Exercise task →
Transcribe the lines below verbatim, skipping the images.

--- Exercise material ---

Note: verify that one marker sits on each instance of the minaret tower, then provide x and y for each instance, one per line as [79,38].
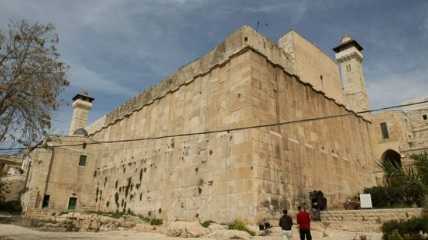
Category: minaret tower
[350,59]
[82,104]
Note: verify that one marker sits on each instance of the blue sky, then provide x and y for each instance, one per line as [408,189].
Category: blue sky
[116,48]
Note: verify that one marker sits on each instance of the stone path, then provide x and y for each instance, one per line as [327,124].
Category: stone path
[13,232]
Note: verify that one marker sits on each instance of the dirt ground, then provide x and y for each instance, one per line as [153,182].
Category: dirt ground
[13,232]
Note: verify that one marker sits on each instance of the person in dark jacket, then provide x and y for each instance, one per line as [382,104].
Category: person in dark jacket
[286,223]
[304,221]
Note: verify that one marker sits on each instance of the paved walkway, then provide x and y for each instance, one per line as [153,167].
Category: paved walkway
[14,232]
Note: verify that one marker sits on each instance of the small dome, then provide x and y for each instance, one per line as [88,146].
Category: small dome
[346,38]
[81,132]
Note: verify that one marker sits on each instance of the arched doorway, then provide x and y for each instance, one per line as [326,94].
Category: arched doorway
[392,157]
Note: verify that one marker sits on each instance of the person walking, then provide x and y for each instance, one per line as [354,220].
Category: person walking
[286,222]
[304,221]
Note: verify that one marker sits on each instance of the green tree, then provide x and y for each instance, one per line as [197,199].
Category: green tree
[32,76]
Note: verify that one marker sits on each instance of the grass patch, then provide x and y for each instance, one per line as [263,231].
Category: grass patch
[207,223]
[240,226]
[117,215]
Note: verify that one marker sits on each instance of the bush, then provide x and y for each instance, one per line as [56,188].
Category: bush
[407,230]
[240,226]
[156,221]
[11,206]
[409,193]
[207,223]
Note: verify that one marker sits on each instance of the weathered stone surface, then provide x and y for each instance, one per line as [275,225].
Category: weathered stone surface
[215,226]
[186,229]
[229,234]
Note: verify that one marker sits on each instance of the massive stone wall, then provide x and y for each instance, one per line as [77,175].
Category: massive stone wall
[247,174]
[312,65]
[211,172]
[55,171]
[333,155]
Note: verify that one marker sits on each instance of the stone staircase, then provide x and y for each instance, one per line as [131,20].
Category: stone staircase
[370,216]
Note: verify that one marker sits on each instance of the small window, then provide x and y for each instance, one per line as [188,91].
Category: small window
[45,203]
[82,160]
[348,67]
[72,203]
[384,129]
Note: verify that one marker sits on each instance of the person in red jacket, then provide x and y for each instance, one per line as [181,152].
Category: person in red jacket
[304,221]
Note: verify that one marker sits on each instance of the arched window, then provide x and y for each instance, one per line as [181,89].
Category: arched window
[393,158]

---

Complete answer →
Note: verify that one marker sits on each instance of the minaret tower, then provide x and y for each instance, one per line as [79,38].
Category: minaret tower
[350,59]
[82,104]
Note: verify that one marker sits on each instance of the blue sky, then provide x and y for each instance, one per line as [408,189].
Category: blue sky
[116,48]
Note: verify that one marker sits on each instance of the stone path, then provide x and y for each instance, one per line as [327,124].
Category: stone path
[13,232]
Note: verify that one marker sits on each instance of the dirt ground, then provide x and y for each instance, one per line as [153,182].
Category: dirt ground
[13,232]
Note: verify that one marker sits on each instance of the person in dark jacket, then provide x and y for each instance, one per line as [382,104].
Category: person in dark jacket
[286,223]
[304,221]
Note: verify that one marker sits on each instance of the paved walkway, then provide x and y for each instance, one per line as [153,167].
Category: paved walkway
[14,232]
Note: verify that one marker sits on each instance of the small dome, then provide x and y for each instance, one per line as [88,146].
Category: small dome
[346,38]
[81,132]
Note: verify that one marker sits on each instance of the arched doorway, then provide x and y for each instance, one per line as [326,94].
Category: arched doorway
[392,157]
Note: verify that one marker sits on each instance of the person walking, then provide x and y for each instance, one per line as [354,220].
Category: person walking
[286,222]
[304,221]
Note: verify that one marker sits on each instance of the green tree, then provide x and y for each instance, one per line as [197,199].
Category: green tree
[32,76]
Note: verify that one marker sits on each instance of the grass patch, then provide x and y for each instance, one per line as [263,231].
Category: grass patch
[207,223]
[240,226]
[117,215]
Note: verify that one marker sits on each instance of the bush, then provide x and y for each instance, one per line as [56,188].
Category: bush
[407,230]
[240,226]
[156,221]
[11,206]
[409,193]
[207,223]
Note: verify that one marker sits on each instance of the weathered stone surface, then provide x and y for each instance, one per line as [275,225].
Category: weathered stone surface
[215,226]
[186,229]
[229,234]
Note: verify that one marker sits on each instance of the massive stone wall, then provide x and y for each instance, one per line as [77,175].
Category: massive stone wall
[247,174]
[312,65]
[211,172]
[55,171]
[333,155]
Note: verify that one marker sits on each instance of the stone staircase, then provide x and y for each instance, one per line as [131,20].
Category: stone staircase
[370,216]
Note: verify that one marker sits on each instance of the small window, then provide x and y for each instance, one per line as [188,91].
Category: small window
[45,203]
[82,160]
[348,67]
[72,203]
[384,129]
Note: verify that one marker sits on each instance of the person in red jacket, then provide x and y for each instance, one per line as [181,152].
Category: person in red jacket
[304,221]
Note: verify that one marker sits on each instance of the arched window, then provide x and y for each instance, one per line as [181,89].
Category: arched window
[393,158]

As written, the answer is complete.